> [PROBLEM]
Whenever a line of the material contains the string "woman", it should be copied.
◇ ◇ ◇ ◇
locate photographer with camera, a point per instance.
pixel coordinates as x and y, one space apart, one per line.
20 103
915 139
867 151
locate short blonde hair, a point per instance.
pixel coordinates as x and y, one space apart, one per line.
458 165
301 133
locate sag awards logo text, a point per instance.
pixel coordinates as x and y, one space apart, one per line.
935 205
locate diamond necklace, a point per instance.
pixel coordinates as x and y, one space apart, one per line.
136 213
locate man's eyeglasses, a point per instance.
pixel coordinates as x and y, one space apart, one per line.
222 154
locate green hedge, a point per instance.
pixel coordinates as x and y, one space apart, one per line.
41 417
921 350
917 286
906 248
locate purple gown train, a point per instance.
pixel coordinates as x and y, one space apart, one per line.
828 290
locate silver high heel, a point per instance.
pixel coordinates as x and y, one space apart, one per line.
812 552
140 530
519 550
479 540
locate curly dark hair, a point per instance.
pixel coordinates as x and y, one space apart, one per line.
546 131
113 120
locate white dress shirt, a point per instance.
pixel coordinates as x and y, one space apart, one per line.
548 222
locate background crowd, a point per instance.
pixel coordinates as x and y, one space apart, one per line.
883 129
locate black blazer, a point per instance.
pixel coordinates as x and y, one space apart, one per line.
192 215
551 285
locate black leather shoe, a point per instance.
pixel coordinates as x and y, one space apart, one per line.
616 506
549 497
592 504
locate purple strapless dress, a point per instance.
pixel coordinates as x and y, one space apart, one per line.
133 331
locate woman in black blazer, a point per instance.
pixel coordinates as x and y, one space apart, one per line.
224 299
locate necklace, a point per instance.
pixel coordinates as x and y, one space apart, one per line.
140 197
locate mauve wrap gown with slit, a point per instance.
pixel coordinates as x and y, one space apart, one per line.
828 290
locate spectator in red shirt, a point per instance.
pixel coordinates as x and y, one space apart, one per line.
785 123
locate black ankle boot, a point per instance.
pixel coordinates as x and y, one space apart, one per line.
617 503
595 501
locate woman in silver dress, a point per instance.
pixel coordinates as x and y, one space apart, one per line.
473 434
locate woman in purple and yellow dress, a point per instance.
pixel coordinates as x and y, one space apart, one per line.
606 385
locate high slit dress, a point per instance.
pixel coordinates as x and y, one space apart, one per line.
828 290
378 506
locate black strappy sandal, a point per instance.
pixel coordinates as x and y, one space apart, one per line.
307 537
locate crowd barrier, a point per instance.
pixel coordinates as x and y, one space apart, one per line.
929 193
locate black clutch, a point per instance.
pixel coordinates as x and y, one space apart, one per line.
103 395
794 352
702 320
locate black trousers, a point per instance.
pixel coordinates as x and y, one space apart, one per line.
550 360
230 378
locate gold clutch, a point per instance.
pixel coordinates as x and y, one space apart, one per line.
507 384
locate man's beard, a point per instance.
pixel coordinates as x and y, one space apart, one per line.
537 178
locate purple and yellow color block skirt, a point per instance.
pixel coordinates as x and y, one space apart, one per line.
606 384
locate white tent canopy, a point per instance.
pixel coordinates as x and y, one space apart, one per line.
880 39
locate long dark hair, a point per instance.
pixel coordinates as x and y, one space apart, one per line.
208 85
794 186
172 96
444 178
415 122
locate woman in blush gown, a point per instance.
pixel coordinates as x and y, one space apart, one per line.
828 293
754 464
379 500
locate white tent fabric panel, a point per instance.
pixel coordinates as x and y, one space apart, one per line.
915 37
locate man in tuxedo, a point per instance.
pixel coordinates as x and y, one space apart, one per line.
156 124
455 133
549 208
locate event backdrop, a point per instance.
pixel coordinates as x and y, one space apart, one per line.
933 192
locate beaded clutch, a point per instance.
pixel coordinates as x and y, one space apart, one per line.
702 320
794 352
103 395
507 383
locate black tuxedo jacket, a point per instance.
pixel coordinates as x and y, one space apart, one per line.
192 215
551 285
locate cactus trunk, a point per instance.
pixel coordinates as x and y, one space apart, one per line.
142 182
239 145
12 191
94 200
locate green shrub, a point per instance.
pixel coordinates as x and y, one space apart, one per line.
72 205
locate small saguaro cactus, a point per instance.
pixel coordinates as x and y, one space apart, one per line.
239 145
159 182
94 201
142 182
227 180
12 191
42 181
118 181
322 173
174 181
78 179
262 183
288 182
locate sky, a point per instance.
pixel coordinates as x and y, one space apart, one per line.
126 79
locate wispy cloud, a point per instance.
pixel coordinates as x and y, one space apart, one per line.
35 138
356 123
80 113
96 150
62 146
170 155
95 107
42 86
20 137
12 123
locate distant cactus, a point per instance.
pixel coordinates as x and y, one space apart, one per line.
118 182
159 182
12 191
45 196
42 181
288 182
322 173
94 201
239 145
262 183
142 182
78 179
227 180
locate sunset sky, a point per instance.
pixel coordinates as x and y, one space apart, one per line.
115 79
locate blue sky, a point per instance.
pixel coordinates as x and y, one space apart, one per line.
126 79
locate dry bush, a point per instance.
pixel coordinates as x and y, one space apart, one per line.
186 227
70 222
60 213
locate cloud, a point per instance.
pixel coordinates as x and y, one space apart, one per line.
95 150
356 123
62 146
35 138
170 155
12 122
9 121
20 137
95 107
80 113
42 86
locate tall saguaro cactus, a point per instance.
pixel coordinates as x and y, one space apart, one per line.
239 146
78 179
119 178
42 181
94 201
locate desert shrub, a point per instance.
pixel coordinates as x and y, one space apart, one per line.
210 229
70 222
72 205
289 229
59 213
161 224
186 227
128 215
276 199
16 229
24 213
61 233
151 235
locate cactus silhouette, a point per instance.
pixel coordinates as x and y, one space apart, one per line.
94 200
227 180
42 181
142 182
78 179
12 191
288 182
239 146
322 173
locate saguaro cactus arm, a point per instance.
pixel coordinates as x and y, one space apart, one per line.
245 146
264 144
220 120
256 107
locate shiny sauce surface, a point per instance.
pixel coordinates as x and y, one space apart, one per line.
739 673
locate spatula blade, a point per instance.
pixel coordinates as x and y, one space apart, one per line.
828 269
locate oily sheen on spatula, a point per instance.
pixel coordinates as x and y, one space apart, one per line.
◇ ◇ ◇ ◇
> [EXERCISE OUTPUT]
locate woman in black blazer, a point per instance.
locate woman in silver dress, a point per instance.
locate woman in purple and yellow dress, a point per instance.
locate woman in blush gown, a point per instance.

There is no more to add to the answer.